### Work to be completed
Retype these lines word for word, starting at the line containing "Locate the boat mast" and ending after the line containing "[[136, 259, 200, 276]]".

[Stored data entries]
------------------------------------------------------------------------

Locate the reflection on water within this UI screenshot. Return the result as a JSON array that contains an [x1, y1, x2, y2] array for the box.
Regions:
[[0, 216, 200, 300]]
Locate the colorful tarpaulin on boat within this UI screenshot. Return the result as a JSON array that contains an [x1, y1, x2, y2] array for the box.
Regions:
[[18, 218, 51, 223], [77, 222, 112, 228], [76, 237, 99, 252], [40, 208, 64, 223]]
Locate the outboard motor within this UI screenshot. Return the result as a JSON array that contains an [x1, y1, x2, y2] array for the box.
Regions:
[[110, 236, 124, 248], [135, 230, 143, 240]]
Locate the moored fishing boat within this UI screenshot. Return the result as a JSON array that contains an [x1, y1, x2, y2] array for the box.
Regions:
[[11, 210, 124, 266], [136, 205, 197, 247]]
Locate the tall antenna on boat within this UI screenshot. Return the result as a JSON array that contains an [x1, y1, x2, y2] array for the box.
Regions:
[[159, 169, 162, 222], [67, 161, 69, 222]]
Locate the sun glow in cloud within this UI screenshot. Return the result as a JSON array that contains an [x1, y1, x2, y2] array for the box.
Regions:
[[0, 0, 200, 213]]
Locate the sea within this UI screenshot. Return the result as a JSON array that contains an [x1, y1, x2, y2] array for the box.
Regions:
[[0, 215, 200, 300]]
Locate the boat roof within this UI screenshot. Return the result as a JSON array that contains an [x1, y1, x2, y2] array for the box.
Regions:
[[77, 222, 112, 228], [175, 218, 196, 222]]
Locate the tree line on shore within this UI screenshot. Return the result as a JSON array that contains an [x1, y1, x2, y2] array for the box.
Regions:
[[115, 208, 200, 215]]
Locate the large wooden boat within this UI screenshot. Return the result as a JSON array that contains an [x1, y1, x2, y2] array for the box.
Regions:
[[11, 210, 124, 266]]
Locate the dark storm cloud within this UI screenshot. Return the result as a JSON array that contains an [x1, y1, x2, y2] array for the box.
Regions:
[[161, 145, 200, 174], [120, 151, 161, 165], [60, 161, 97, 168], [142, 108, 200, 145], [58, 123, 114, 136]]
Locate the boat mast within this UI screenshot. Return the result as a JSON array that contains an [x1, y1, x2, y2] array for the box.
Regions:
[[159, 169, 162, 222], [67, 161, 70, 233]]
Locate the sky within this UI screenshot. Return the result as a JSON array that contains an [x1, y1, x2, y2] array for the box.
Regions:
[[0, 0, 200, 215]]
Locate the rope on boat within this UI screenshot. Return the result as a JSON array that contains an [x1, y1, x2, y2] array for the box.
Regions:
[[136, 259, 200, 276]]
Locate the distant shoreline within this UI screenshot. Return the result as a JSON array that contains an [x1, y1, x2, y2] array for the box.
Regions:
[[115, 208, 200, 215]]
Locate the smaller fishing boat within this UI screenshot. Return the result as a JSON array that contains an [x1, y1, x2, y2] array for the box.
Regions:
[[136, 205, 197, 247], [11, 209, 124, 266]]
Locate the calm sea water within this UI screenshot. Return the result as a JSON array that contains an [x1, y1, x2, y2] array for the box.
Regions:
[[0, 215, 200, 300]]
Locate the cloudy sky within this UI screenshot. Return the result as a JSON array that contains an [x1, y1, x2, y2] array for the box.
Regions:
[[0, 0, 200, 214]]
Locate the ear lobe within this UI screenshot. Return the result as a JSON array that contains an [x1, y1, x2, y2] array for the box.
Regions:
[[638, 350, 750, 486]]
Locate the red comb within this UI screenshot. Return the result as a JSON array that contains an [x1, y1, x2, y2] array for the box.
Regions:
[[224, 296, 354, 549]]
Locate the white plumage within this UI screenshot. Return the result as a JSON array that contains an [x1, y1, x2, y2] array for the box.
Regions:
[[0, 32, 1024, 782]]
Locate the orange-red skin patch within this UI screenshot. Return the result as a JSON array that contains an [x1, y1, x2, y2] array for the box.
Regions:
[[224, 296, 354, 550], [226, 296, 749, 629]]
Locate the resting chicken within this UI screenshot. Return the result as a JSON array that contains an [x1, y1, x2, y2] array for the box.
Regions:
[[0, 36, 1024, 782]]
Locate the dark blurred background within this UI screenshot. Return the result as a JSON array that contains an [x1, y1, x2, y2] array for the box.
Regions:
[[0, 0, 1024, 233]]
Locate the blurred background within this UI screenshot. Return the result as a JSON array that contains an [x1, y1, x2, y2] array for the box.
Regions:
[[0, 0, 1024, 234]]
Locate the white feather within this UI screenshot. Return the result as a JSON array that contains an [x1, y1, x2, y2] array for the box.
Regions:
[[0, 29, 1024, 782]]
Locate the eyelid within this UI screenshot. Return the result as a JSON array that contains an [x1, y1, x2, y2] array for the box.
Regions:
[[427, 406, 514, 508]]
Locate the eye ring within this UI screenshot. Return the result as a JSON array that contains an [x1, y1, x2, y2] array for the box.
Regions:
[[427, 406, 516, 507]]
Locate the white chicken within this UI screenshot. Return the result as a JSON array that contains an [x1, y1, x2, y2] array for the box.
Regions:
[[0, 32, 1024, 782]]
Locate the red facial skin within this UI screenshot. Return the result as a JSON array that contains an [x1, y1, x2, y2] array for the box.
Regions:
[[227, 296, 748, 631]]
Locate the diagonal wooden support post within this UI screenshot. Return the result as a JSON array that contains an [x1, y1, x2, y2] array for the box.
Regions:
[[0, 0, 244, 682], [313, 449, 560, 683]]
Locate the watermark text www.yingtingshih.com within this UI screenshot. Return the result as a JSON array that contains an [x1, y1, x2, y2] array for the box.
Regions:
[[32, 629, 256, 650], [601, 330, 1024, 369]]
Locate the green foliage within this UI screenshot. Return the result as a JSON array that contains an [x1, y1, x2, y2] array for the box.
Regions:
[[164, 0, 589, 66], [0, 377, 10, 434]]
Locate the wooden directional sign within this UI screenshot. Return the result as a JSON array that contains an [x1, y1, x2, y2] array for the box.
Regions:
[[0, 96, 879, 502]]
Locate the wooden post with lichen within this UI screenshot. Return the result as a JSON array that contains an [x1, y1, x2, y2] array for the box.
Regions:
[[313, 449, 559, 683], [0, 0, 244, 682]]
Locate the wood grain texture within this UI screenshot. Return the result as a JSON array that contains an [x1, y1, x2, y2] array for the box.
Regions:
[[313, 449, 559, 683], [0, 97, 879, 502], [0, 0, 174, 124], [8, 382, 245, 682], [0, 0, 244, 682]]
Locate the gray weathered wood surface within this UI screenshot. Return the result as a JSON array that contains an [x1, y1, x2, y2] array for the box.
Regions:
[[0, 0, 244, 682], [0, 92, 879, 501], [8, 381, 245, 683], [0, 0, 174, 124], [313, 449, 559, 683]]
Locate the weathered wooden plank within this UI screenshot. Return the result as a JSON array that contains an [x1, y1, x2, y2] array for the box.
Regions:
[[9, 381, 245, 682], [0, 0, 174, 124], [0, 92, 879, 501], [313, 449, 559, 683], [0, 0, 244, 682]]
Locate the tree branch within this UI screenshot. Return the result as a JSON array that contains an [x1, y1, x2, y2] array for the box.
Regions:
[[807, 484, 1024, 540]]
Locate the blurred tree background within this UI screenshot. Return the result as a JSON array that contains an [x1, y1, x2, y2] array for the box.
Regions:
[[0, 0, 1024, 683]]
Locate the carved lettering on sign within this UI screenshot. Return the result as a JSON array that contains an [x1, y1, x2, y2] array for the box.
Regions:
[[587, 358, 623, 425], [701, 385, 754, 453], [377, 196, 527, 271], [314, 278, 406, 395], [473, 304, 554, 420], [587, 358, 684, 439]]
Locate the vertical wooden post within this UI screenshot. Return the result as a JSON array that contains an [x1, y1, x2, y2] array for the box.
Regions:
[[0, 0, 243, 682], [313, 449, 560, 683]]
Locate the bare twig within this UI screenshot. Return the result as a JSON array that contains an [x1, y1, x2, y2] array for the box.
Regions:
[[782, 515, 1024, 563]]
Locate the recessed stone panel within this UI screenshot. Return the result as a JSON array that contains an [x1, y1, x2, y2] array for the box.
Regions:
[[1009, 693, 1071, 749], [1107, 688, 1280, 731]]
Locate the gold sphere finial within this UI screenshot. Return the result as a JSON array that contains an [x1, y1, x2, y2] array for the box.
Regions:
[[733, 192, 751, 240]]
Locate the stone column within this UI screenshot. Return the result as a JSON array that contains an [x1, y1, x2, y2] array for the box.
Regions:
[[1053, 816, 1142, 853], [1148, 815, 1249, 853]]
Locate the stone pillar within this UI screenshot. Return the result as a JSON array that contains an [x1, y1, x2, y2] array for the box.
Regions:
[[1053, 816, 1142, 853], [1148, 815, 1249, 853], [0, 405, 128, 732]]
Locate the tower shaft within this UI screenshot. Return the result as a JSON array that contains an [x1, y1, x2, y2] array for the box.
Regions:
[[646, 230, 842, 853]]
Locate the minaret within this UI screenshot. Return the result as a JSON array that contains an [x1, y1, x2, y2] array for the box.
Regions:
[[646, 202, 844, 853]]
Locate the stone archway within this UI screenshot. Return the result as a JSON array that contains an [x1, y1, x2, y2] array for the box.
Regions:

------------------------------------------------------------------------

### Finished exercise
Locate the boat mast within this UI screenshot. Return the result as a JSON array that contains an [x1, y1, x2, y2] array for the box.
Regions:
[[159, 169, 162, 222], [67, 161, 70, 233]]
Locate the sky within this UI screenshot. Return the result as a JSON array that contains an [x1, y1, x2, y2] array for the box.
Regions:
[[0, 0, 200, 215]]
Locate the rope on boat within this UI screenshot. Return the result as a JSON array that contains an [x1, y1, x2, y2] array for the box.
Regions:
[[136, 259, 200, 276]]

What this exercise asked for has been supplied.